# Supplied material start
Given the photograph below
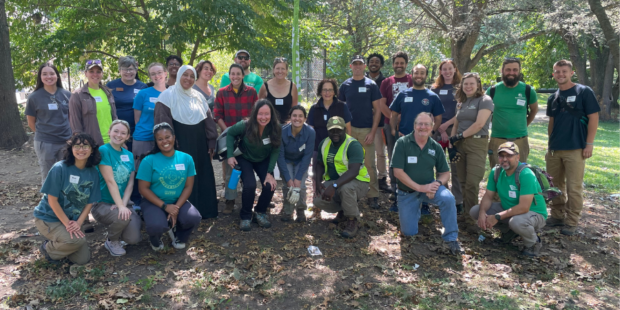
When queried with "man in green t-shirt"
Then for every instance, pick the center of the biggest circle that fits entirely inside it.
(242, 57)
(510, 115)
(346, 178)
(522, 209)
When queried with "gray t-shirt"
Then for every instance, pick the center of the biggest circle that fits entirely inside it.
(210, 99)
(52, 114)
(467, 113)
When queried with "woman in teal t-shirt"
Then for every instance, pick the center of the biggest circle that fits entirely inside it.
(116, 178)
(166, 181)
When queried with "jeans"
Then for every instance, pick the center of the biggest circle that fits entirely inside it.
(409, 212)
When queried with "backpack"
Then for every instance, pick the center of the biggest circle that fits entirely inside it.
(544, 179)
(528, 90)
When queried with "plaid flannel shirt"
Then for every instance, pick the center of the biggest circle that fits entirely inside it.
(231, 107)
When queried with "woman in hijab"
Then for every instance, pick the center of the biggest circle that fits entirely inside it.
(187, 111)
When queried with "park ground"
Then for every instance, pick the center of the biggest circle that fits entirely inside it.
(224, 268)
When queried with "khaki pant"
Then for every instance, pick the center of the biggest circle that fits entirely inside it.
(525, 225)
(369, 159)
(523, 144)
(118, 229)
(567, 169)
(345, 199)
(471, 168)
(61, 245)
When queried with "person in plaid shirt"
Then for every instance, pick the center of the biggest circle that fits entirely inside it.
(232, 104)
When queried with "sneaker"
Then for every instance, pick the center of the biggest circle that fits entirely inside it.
(261, 219)
(245, 225)
(569, 230)
(115, 248)
(175, 241)
(533, 250)
(552, 222)
(455, 247)
(373, 203)
(230, 207)
(350, 230)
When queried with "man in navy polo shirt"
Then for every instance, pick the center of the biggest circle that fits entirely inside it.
(363, 99)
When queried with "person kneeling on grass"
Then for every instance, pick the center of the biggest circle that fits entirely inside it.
(166, 179)
(522, 209)
(116, 177)
(70, 189)
(346, 177)
(414, 159)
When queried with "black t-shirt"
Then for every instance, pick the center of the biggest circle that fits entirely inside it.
(569, 132)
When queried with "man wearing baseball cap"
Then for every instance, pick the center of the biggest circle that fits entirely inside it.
(522, 209)
(344, 175)
(242, 57)
(363, 99)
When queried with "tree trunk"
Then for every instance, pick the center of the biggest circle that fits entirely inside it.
(13, 134)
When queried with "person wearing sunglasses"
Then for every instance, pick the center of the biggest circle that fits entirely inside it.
(93, 108)
(125, 90)
(47, 112)
(250, 79)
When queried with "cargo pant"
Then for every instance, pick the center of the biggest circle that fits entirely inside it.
(567, 169)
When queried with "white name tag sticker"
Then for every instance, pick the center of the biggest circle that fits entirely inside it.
(74, 179)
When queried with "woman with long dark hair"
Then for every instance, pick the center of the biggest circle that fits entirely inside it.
(166, 178)
(47, 111)
(260, 146)
(69, 191)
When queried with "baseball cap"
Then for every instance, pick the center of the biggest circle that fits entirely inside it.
(357, 58)
(336, 122)
(508, 147)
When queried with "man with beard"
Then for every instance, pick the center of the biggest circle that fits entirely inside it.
(521, 211)
(573, 120)
(390, 87)
(511, 116)
(375, 63)
(363, 100)
(242, 57)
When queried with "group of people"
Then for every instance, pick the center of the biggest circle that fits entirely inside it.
(94, 143)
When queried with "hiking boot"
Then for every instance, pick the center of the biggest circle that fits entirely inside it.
(175, 241)
(534, 250)
(552, 222)
(455, 247)
(115, 248)
(373, 203)
(569, 230)
(301, 215)
(383, 186)
(245, 225)
(230, 207)
(350, 230)
(261, 219)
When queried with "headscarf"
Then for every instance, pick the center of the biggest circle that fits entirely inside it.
(187, 106)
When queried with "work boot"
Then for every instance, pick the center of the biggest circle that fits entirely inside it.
(350, 230)
(230, 206)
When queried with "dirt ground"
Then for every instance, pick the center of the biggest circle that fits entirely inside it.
(225, 268)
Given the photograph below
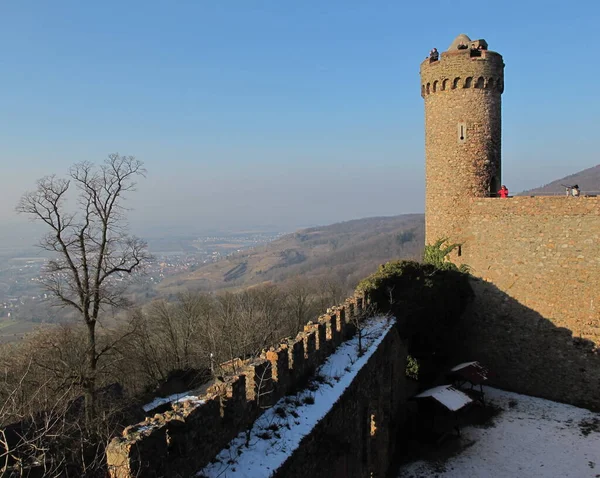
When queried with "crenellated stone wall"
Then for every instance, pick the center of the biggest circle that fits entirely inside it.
(186, 438)
(536, 317)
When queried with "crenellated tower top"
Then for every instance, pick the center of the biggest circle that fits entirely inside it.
(462, 89)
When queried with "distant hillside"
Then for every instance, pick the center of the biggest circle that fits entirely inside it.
(588, 181)
(348, 250)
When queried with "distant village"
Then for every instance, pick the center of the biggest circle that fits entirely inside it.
(20, 277)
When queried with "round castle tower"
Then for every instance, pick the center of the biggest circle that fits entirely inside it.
(462, 92)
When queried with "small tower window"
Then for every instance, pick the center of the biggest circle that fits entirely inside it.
(462, 132)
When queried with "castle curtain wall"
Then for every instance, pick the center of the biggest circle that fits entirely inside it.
(536, 319)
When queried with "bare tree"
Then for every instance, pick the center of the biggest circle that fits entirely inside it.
(93, 252)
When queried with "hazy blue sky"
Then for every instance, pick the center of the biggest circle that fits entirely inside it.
(283, 113)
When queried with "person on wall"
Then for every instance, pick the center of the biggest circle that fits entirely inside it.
(503, 191)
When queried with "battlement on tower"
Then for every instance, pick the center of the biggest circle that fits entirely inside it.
(470, 66)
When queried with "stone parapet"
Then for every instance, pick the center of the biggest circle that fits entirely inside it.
(186, 438)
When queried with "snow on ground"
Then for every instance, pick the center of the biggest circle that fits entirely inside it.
# Supplied material end
◆ **Set problem**
Leave out the pictures and output the rest of the material exactly as written.

◆ **Output for this task**
Given the photograph below
When queried with "man in green t-shirt"
Then for every instance, pick the center of the biggest circle that fits entirely inside it.
(242, 57)
(510, 115)
(346, 178)
(522, 209)
When queried with "gray t-shirt"
Then for every instance, pick the center of the biggest circle that fits entirely inside it.
(210, 99)
(52, 114)
(467, 113)
When queried with "woman in teal t-shirt"
Then for every instance, pick the center of the biggest circle that fits entirely inside it.
(116, 178)
(166, 181)
When queried with "jeans"
Then for every instance, pick the center of the biggest circle that fits entirely inside it.
(409, 212)
When queried with "backpack"
Then for every instance, pick the center of the biggest circle that fits entirely inside it.
(544, 179)
(528, 90)
When queried with "plaid flannel shirt"
Then for every instance, pick the center of the biggest circle that fits entirely inside it.
(231, 107)
When queried with "woman in hijab"
Then for every instance, pick the center of the biggest circle that fits entirely inside it.
(187, 111)
When queried with "park ground"
Then for every instance, pick the center of the biggest circle that fits entirely inside it.
(224, 268)
When queried with "khaki pant"
Then for every instance, pick the center of the biggest circle that fits entirely inside it.
(525, 225)
(369, 159)
(523, 144)
(118, 229)
(567, 169)
(345, 199)
(471, 168)
(61, 245)
When queried with "person in plaid shirt"
Then for every instance, pick the center of the biggest circle that fits entirely inside it.
(232, 104)
When queried with "sneaker"
Then for every instance, pick the center of the biggest circle that fits entirely inside it.
(261, 219)
(245, 225)
(569, 230)
(115, 248)
(175, 241)
(533, 250)
(552, 222)
(455, 247)
(373, 203)
(230, 207)
(350, 230)
When queried with "man in navy polo shirt"
Then for every instance, pick the center of the biggest circle that fits entirely inside it.
(363, 99)
When queried with "person kneeling on grass"
Then for every instance, pick the center of the biggest circle that fits entirely inside it.
(166, 179)
(522, 209)
(116, 177)
(70, 189)
(346, 177)
(414, 159)
When queried with "black t-shirt"
Then for every instance, pick the center of the biggest circle that fits entirely inside it.
(569, 132)
When queried with "man wearing baseball cap"
Then for every instance, pick the center of the biggest circle that fits entirely inside it.
(522, 209)
(344, 175)
(242, 57)
(363, 99)
When queried with "tree trunk"
Then for every instance, pick the center of the biggest circle that fits entirely inside it.
(13, 134)
When queried with "person wearing sunglasses"
Then for every instance, pick the center of the biggest circle that fits entirely inside it.
(93, 108)
(125, 90)
(47, 112)
(250, 79)
When queried with "cargo pant"
Then for every instance, pick the center of the biggest circle that fits entirely inside it.
(567, 169)
When queried with "white name tag sticker"
Then for every instance, pick the center of the biggest circle that fits entirely inside it.
(74, 179)
When queried with "woman with long dark hair"
Then for every instance, pick the center of the biggest circle that fits entirely inside it.
(166, 178)
(47, 111)
(260, 146)
(69, 191)
When queried with "baseball cap"
Then for every instance, pick the center of the biggest circle that fits entirely inside it.
(357, 58)
(336, 122)
(508, 147)
When queried with "man with beard"
Then for every instance, pick the center of the biggest circle that fits entirely inside it.
(521, 211)
(573, 120)
(390, 87)
(511, 116)
(375, 63)
(363, 100)
(242, 57)
When queried with "group of people"
Then for every instance, pick the center of the biggest circle that fits entirely inside it.
(94, 143)
When queried with "hiking boot"
Then for every instance, pick the center of the biggest circle that fits entirely inside it.
(175, 241)
(534, 250)
(552, 222)
(455, 247)
(115, 248)
(373, 203)
(569, 230)
(301, 215)
(383, 186)
(245, 225)
(230, 207)
(350, 230)
(261, 219)
When queried with "headscarf"
Then for every instance, pick the center of the biggest circle that fits entirely inside it.
(187, 106)
When queried with "work boot"
Then for every instance, pick the center of the biggest circle that fits entirely inside it.
(350, 230)
(230, 206)
When queried with "dirt ground"
Then for every instance, pick the center of the biggest circle that fits entirely inside it.
(225, 268)
Given the photograph below
When queried with "crenellated stone wall"
Then for every instance, pick the center of the biggest circle that fits entirely inside it.
(186, 438)
(536, 317)
When queried with "crenellated tower top"
Then for every instance, pick the center of the biggest circle that fits entirely inside it.
(462, 89)
When queried with "distant hillside"
Then for every instance, pick the center of the biggest circle that fits entirely inside it.
(588, 181)
(348, 250)
When queried with "distant village"
Then for every instance, pick the center of the biggest circle that fits entirely inside it.
(20, 277)
When queried with "round castle tower"
Then for every instance, pick the center of the biggest circle that fits entirely inside it.
(462, 92)
When queried with "small tower window"
Then for every instance, pick the center of the biggest circle that fits entirely inside it.
(462, 132)
When queried with "castle curtain wall"
Then for every instance, pick the center of the biggest circle that fits entirely inside it.
(536, 319)
When queried with "bare tree"
Then for every instance, pick the center of the biggest circle that fits entirely inside it.
(93, 252)
When queried with "hazy blue sky"
Then for every instance, pick the center of the biggest circle that fits entirely inside it.
(283, 113)
When queried with "person on wall"
Then for every instance, pick the center of the biggest circle that fits entirely inside it.
(503, 191)
When queried with "battlement on tower"
Then for every instance, pick the center of the biggest circle that fits entirely inside it.
(470, 66)
When queried with "stone parapet"
Then for every instance, pick the center of the biggest circle that fits entirely inside it.
(186, 438)
When queried with "snow on ground"
Then for every instance, pick the center of the biggest circle that fits entirely inside it.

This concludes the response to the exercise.